Using the given text about the Federal Trade Commission's cease and desist order, explain why Part III was the only part of the order in dispute before the Court of Appeals.

--- START OF Given text ---

The Court of Appeals entered a judgment reversing the first of three parts of a cease and desist order issued by the Federal Trade Commission against respondent. After expiration of the period allowed for a petition for rehearing, the Commission filed a memorandum calling attention to the Court's failure to decree enforcement of Parts I and II; but it requested no alteration of the judgment relative to Part III. Subsequently, the Court of Appeals issued a "Final Decree" reversing Part III of the order and decreeing enforcement of Parts I and II. More than 90 days after entry of the first judgment, the Commission petitioned this Court for certiorari to review the judgment reversing Part III of its order. Held: The 90-day period allowed by 28 U.S.C. 2101 (c) for filing a petition for certiorari began to run on the date of the first judgment, and the petition was not timely. Pp. 207-213.
The Court of Appeals entered a judgment reversing one of three parts of a cease and desist order of the Federal Trade Commission. 191 F.2d 786. Later it entered [344 U.S. 206, 207] another judgment reversing that part and decreeing enforcement of the other two parts of the order. On petition of the Federal Trade Commission, this Court granted certiorari to review the judgment reversing part of its order, and requested counsel to discuss the "timeliness of the application for the writ." 342 U.S. 940 . Writ dismissed, p. 213.
Acting Solicitor General Stern argued the cause for petitioner. With him on the brief were Acting Assistant Attorney General Clapp, Daniel M. Friedman, W. T. Kelley and Robert B. Dawkins.
Albert R. Connelly argued the cause for respondent. With him on the brief was Will Freeman.
MR. CHIEF JUSTICE VINSON delivered the opinion of the Court.
The initial question in this case is one of jurisdiction - whether the petition for certiorari was filed within the period allowed by law. 1 We hold that it was not.
The cause grows out of a proceeding initiated by petitioner, the Federal Trade Commission, in 1943. At that time, the Commission issued a three-count complaint against respondent. Count I charged a violation of 5 of the Federal Trade Commission Act; 2 Count II charged a violation of 3 of the Clayton Act; 3 Count III dealt with an alleged violation of 2 (a) of the Clayton Act as amended by the Robinson-Patman Act. 4 A protracted administrative proceeding followed. The Commission finally determined against respondent on all three counts, [344 U.S. 206, 208] and it issued a cease and desist order, in three parts, covering each of the three violations.
Respondent petitioned the Court of Appeals for the Seventh Circuit to review and set aside this order. The Commission sought enforcement of all parts of its order in a cross-petition.
Respondent abandoned completely its attack on Parts I and II of the order. In briefs and in oral argument, respondent made it clear that the legality of Part III was the only contested issue before the Court of Appeals. Neither party briefed or argued any question arising out of Parts I and II.

--- END OF Given text ---
--- START OF Recorded information ---

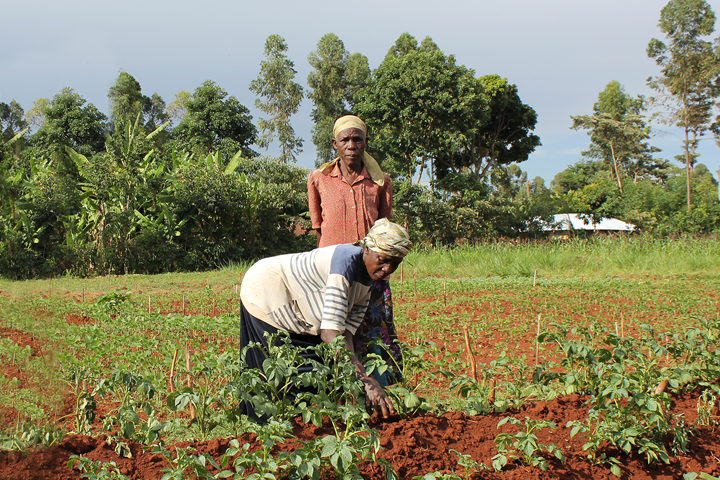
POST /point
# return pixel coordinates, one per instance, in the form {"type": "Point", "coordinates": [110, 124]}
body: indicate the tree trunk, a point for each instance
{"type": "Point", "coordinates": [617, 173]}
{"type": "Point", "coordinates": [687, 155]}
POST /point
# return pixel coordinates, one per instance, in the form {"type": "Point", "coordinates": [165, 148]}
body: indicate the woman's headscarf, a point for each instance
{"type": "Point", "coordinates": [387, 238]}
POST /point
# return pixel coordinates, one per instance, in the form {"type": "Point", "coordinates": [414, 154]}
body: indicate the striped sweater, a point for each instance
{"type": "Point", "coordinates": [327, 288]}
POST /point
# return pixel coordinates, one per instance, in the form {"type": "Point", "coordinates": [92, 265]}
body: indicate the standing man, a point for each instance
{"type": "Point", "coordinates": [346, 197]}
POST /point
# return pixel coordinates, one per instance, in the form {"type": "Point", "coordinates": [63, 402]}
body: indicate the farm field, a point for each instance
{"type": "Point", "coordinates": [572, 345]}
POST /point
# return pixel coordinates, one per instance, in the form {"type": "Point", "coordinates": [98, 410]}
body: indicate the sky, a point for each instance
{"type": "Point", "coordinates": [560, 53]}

--- END OF Recorded information ---

> Correct answer:
Respondent completely abandoned its challenge to Parts I and II of the order. In its briefs and at oral argument, it made clear that the legality of Part III was the only contested issue, and neither party briefed or argued any question arising from Parts I and II.